▶ _EXTRACT PROVIDED_

HOA Insurance Cost by Coverage Line
A complete HOA insurance program is built from 6-8 individual coverage lines. Here is what each line typically costs as a percentage of a mid-sized (100-unit) condominium program in 2026.
| Coverage Line | Typical Annual Cost | What It Covers |
|---|---|---|
| Master Property | $8,000 - $18,000 | Building structure and common elements. Typically 70-80% of total premium. |
| General Liability | $1,200 - $3,600 | Slip-and-fall, property damage to third parties, common area incidents. |
| Directors & Officers (D&O) | $900 - $3,000 | Board member liability for governance decisions. Required for any functioning board. |
| Crime / Fidelity | $400 - $1,500 | Employee/volunteer theft, forgery, and embezzlement of association funds. |
| Commercial Umbrella | $1,500 - $6,000 | $5M-$25M excess liability above primary limits. Strongly recommended. |
| Workers Compensation | $600 - $3,000 | Required if the HOA has employees or under some state interpretations of volunteer work. |
| Cyber Liability | $500 - $2,500 | Data breach, ransomware, wire fraud targeting HOA funds. Rapidly becoming essential. |
| Equipment Breakdown | $300 - $1,200 | HVAC, elevators, boilers, and mechanical systems. Often bundled with property. |
The most commonly under-prioritized coverage on this list is D&O. Board members are personally liable for decisions they make in their volunteer role. Without adequate D&O, a single lawsuit over a denied architectural request or special assessment can personally bankrupt a board member. $1M is a minimum; $2M-$5M is standard for communities with more than 50 units.
The Most Expensive HOA Claims in 2026
Understanding what actually drives HOA losses helps boards make informed decisions about limits and deductibles. Here are the five most common and most expensive claim types across our HOA book.
- Water damage — by far the most common claim. Frozen pipes, roof leaks, supply line failures, and dishwasher/washing machine overflows. A single unit water event can spread through multiple floors in a condo building. Typical claim: $15,000-$80,000. Per-unit water deductibles (separate from the master deductible) are now standard on most condo policies.
- Wind and hail damage. Regional exposure varies dramatically. Illinois communities face moderate hail risk; Texas and Colorado face severe risk. Typical claim: $50,000-$500,000 for significant roof events on larger communities.
- Slip-and-fall on common elements. Pool decks, icy sidewalks, dark parking areas. Typical claim: $25,000-$200,000 depending on injury severity. Liability coverage is where these land.
- D&O claims for improper board action. Discrimination complaints under fair housing, ADA violations in common areas, selective enforcement of covenants, denied architectural requests. Typical claim: $50,000-$500,000 in defense costs alone, settlement or judgment on top.
- Employee/vendor theft. Property managers, bookkeepers, or maintenance staff embezzling reserve funds. Typical claim: $20,000-$250,000+. Crime coverage limits on most HOA policies are inadequate for the real exposure.
HOA Insurance Cost by State
State-level pricing varies dramatically based on weather exposure, litigation environment, and carrier appetite. The same 100-unit condo community can pay 40-60% more in one state than another.

▶ _WORK TO DO_
According to the HOA insurance text, what D&O coverage limit is standard for communities with more than 50 units?

(Dataset entries)

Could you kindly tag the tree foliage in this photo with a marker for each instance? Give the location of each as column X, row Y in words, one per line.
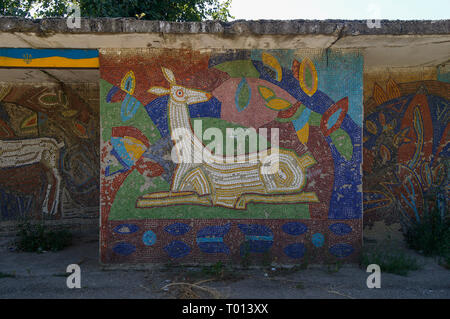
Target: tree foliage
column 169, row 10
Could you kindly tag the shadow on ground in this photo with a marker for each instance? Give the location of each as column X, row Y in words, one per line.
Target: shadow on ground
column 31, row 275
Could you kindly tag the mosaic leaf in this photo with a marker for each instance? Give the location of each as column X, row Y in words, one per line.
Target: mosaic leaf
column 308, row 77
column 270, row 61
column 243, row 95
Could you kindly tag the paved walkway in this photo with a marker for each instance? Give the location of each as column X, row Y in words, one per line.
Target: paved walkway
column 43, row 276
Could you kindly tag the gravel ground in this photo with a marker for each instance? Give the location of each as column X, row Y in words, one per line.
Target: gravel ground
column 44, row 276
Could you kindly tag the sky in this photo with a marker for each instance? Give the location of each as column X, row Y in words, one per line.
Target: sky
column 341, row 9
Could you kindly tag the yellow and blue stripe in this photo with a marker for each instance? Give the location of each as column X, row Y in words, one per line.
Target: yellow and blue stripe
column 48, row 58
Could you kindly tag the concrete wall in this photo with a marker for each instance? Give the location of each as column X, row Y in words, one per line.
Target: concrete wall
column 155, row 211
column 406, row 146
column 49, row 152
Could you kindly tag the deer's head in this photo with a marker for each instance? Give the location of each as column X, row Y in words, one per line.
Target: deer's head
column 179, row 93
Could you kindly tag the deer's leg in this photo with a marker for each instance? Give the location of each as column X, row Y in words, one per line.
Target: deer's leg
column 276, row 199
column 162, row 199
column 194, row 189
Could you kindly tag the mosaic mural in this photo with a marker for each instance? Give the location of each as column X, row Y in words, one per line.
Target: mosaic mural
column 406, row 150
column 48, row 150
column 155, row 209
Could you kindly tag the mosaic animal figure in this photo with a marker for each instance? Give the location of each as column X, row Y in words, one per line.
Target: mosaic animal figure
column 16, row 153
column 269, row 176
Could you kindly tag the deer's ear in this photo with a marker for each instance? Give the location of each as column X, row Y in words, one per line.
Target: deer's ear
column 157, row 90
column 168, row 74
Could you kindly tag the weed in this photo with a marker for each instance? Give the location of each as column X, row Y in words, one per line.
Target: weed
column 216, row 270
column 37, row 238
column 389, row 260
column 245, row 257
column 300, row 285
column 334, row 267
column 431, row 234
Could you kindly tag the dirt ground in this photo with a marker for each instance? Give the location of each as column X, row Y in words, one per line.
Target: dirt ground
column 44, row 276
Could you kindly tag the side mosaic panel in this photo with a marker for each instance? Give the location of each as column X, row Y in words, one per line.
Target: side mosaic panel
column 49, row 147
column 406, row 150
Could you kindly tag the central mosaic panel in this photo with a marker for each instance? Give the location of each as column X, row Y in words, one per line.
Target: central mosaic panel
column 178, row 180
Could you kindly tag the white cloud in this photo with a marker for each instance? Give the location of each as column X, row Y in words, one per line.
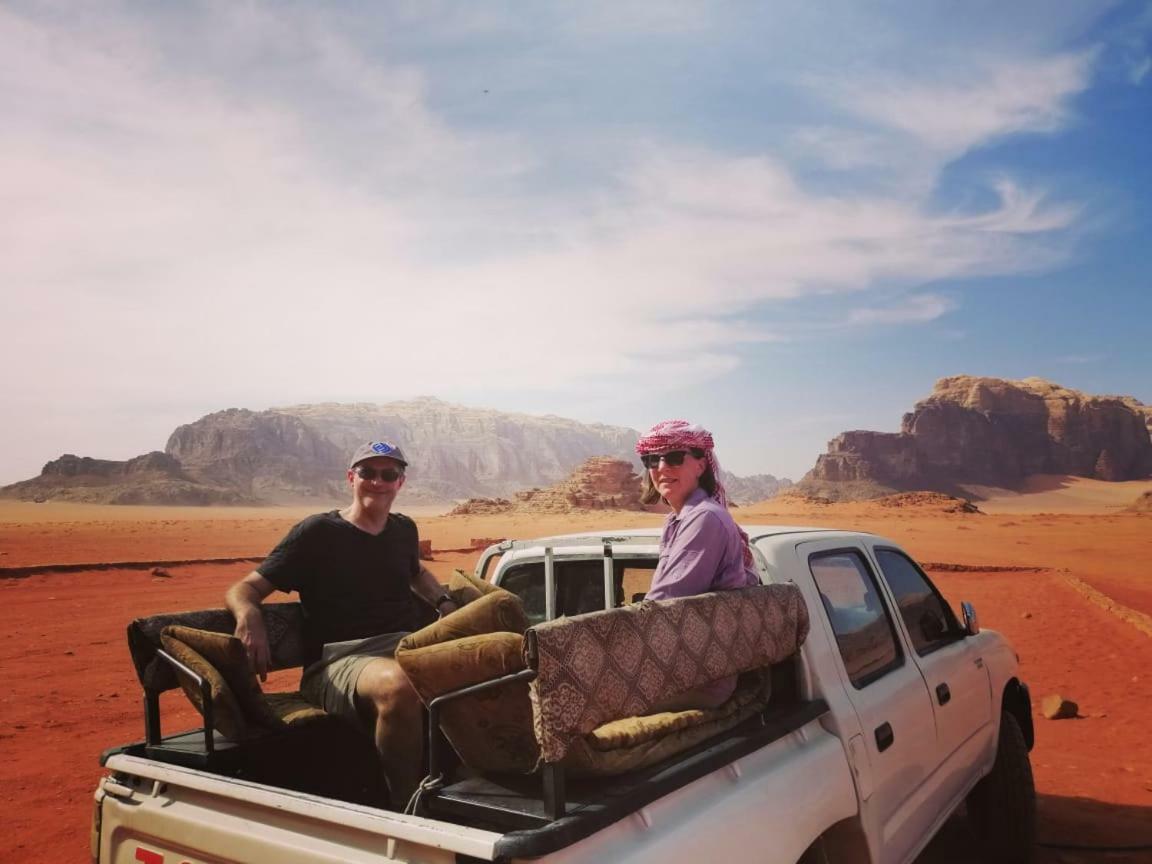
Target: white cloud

▶ _WORKED ANSWER_
$2M-$5M is standard for communities with more than 50 units.